» WORK TO BE COMPLETED
Copy out the stretch from "The 32nd Corobrik" through "high calibre projects." in the award article, swapping "high calibre" for "top-quality".

» GIVEN PASSAGE
********************

The 32nd Corobrik Architectural Student of the Year Award was held at the Maslow Hotel on 7 May in Sandton, Johannesburg. Riaan Huiskens from the Nelson Mandela University (NMU) was announced as the winner, with eight regional finalists showcasing high calibre projects.

During 2018, eight regional finalists from universities across the country were recognised and selected to compete for a national title and a prize of R70 000 at the Corobrik Architectural Student of the Year Awards.

Riaan’s thesis, entitled The design of a 3D printing facility in Central, Port Elizabeth, explores how architecture is moving towards a paradigm shift with the development and incorporation of digital fabrication technology. This is extended into the discussion of recycling existing infrastructure, and ties together both the heritage and ecological discourse. It also recognises the significance of historical urban elements and the finite quality of heritage resources within the city.

The design of 3D printing facility in central, Port Elizabeth.

Riaan comments: “A historical building used as a host for the design of a 3D printing facility invites a dialogue between the architecture of the old and the expression of the new. The Premier Mill Building is identified as a historical urban artefact and the programme complements the historical background of the building, which was a granary. The primary architectural exploration focuses on the possibilities offered by 3D printing in the making and expression of architecture. The nature of the facility organises function before sign, meaning the initial architecture lies in the systematic operations of the facility as a place of digital fabrication. Therefore, it focuses on successfully incorporating existing infrastructure as functioning components to the system. Secondly, the building is a sign of its function, a visual opportunity for a new architecture to reflect the nature of the facility.”

********************

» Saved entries
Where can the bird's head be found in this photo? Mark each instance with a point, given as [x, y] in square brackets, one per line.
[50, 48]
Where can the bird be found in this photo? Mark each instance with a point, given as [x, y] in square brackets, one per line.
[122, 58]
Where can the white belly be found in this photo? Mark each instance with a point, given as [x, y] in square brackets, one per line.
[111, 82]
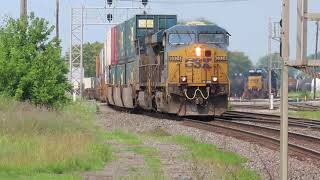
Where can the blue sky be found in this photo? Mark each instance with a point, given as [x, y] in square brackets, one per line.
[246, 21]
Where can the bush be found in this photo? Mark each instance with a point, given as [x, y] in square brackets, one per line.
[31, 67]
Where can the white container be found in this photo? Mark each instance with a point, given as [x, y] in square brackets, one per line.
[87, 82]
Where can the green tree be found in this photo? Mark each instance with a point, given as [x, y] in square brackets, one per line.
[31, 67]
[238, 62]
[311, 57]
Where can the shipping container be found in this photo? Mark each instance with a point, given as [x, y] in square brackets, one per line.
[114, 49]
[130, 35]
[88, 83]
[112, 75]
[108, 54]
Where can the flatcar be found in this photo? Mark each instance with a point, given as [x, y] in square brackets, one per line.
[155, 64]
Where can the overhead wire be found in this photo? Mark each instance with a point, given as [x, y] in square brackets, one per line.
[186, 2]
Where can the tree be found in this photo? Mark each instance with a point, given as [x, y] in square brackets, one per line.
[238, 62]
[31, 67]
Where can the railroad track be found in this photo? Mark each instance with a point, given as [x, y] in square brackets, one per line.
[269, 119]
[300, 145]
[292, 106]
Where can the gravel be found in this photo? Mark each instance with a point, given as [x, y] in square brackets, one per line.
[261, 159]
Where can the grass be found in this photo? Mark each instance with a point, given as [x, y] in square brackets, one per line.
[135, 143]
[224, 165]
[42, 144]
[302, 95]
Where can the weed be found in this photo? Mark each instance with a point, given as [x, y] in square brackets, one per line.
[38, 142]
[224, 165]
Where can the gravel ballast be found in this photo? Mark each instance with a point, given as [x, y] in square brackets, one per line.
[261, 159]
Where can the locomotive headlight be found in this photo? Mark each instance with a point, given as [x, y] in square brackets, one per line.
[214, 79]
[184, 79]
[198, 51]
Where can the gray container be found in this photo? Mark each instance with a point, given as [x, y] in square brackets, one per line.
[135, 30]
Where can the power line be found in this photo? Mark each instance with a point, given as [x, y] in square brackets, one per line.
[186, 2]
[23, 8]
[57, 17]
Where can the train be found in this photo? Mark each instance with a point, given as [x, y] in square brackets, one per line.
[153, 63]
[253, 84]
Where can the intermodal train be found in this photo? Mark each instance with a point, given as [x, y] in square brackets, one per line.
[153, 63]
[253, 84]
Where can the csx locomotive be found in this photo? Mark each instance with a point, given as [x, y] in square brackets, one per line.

********************

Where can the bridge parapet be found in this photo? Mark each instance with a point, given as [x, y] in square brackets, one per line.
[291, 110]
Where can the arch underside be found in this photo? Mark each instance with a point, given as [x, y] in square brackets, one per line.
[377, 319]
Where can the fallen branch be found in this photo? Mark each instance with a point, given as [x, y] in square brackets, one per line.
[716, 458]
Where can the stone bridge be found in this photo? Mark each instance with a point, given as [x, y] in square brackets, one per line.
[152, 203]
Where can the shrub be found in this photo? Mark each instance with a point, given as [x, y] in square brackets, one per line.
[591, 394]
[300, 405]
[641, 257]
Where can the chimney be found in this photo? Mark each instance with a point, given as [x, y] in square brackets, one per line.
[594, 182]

********************

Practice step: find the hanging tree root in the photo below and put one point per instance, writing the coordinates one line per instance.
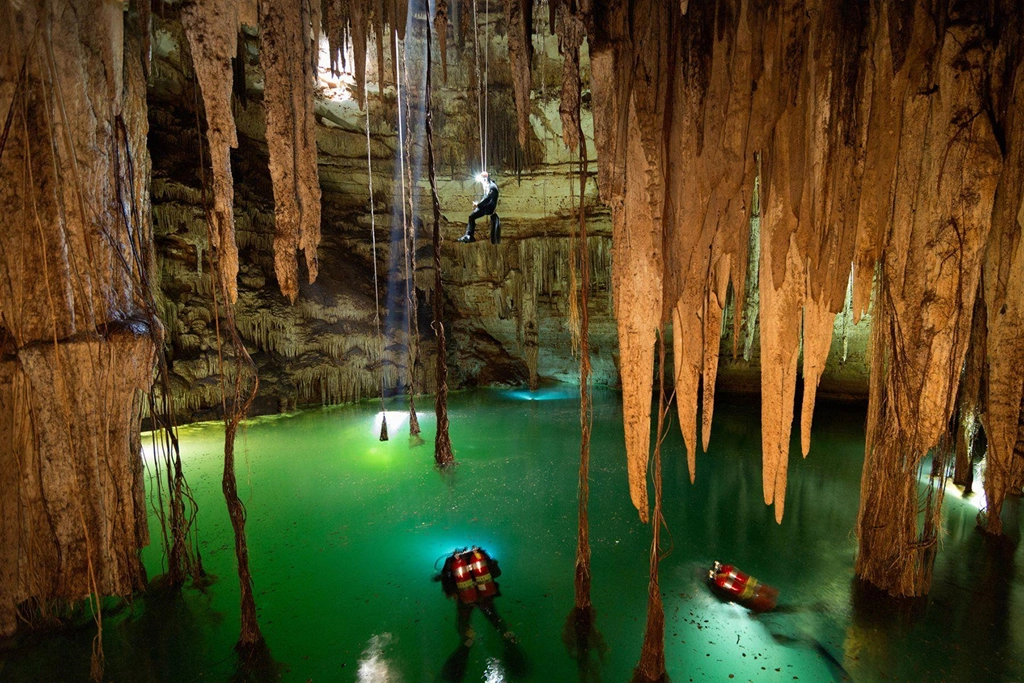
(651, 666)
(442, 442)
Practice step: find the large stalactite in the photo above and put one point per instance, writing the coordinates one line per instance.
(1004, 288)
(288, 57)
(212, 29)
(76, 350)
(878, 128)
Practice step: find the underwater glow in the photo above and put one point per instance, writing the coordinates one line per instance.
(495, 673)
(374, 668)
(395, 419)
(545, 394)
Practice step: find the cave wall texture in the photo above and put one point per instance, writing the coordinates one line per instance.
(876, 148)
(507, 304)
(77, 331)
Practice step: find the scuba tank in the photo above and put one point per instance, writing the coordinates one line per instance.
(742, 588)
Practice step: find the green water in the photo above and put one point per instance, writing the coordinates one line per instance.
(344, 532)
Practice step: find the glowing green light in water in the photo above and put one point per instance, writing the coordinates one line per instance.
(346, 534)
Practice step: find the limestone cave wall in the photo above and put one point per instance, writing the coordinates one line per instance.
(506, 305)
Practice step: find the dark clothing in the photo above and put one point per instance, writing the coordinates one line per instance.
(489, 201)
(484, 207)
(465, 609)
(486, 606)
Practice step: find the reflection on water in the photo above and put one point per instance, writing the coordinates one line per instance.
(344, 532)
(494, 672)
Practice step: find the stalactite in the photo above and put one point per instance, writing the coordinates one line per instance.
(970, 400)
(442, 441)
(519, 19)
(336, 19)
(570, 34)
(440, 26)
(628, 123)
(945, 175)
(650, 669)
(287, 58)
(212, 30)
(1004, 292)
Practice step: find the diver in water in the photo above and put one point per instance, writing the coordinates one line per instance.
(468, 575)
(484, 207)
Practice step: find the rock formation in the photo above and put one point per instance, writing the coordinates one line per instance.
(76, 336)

********************

» ANSWER FOR THE TASK
The 32nd Corobrik Architectural Student of the Year Award was held at the Maslow Hotel on 7 May in Sandton, Johannesburg. Riaan Huiskens from the Nelson Mandela University (NMU) was announced as the winner, with eight regional finalists showcasing top-quality projects.